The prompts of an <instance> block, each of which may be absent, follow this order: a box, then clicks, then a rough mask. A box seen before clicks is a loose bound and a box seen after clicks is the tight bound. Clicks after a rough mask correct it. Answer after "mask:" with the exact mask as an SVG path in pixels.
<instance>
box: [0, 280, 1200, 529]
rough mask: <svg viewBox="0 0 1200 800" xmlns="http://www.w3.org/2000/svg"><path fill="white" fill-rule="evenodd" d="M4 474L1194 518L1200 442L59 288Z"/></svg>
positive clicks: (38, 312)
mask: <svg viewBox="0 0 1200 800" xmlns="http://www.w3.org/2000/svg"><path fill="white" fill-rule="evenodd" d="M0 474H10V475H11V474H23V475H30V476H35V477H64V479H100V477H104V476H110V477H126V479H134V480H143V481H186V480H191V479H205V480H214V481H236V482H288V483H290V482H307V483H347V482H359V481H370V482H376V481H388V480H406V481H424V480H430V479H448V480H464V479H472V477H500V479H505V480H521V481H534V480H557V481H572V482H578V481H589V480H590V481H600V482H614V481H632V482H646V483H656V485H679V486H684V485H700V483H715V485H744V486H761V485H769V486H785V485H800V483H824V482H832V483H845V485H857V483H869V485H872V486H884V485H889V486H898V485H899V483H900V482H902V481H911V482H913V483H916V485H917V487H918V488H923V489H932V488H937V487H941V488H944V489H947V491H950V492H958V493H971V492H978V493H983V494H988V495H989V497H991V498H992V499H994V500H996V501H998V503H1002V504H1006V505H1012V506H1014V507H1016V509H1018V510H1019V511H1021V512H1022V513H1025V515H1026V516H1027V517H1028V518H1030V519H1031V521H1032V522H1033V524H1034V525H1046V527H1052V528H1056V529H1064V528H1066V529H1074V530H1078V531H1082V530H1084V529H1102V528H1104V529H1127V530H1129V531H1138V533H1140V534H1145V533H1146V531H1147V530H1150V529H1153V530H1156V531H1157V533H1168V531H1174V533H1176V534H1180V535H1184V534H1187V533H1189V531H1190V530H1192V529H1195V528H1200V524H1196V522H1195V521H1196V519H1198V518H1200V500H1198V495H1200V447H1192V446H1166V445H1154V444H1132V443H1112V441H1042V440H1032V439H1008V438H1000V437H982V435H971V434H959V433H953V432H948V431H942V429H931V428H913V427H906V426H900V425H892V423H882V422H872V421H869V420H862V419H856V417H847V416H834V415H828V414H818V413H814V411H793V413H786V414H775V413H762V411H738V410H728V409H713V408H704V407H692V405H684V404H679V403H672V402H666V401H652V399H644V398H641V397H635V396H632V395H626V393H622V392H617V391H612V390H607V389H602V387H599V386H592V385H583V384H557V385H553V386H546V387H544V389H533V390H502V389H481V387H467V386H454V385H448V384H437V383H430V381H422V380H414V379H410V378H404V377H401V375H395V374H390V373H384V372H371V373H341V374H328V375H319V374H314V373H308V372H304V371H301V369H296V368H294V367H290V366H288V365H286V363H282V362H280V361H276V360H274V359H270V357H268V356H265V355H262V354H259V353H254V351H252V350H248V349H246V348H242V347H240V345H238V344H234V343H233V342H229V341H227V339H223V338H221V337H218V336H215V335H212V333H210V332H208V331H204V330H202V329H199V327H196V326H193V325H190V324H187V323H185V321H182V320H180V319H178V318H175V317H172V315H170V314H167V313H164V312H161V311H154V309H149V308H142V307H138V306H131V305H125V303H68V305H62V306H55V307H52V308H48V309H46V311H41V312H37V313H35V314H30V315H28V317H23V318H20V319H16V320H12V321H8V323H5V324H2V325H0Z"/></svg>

····················

Extract every line above that contains the string "clicks", copying each one in full.

The prompts of an <instance> block, each of which may be absent, follow this order: a box, then clicks, then a rough mask. A box seen before clicks is a loose bound and a box seen after clicks is the tight bound. Clicks after a rough mask correct it. Answer after "mask:" with the exact mask as an SVG path in pixels.
positive clicks: (38, 312)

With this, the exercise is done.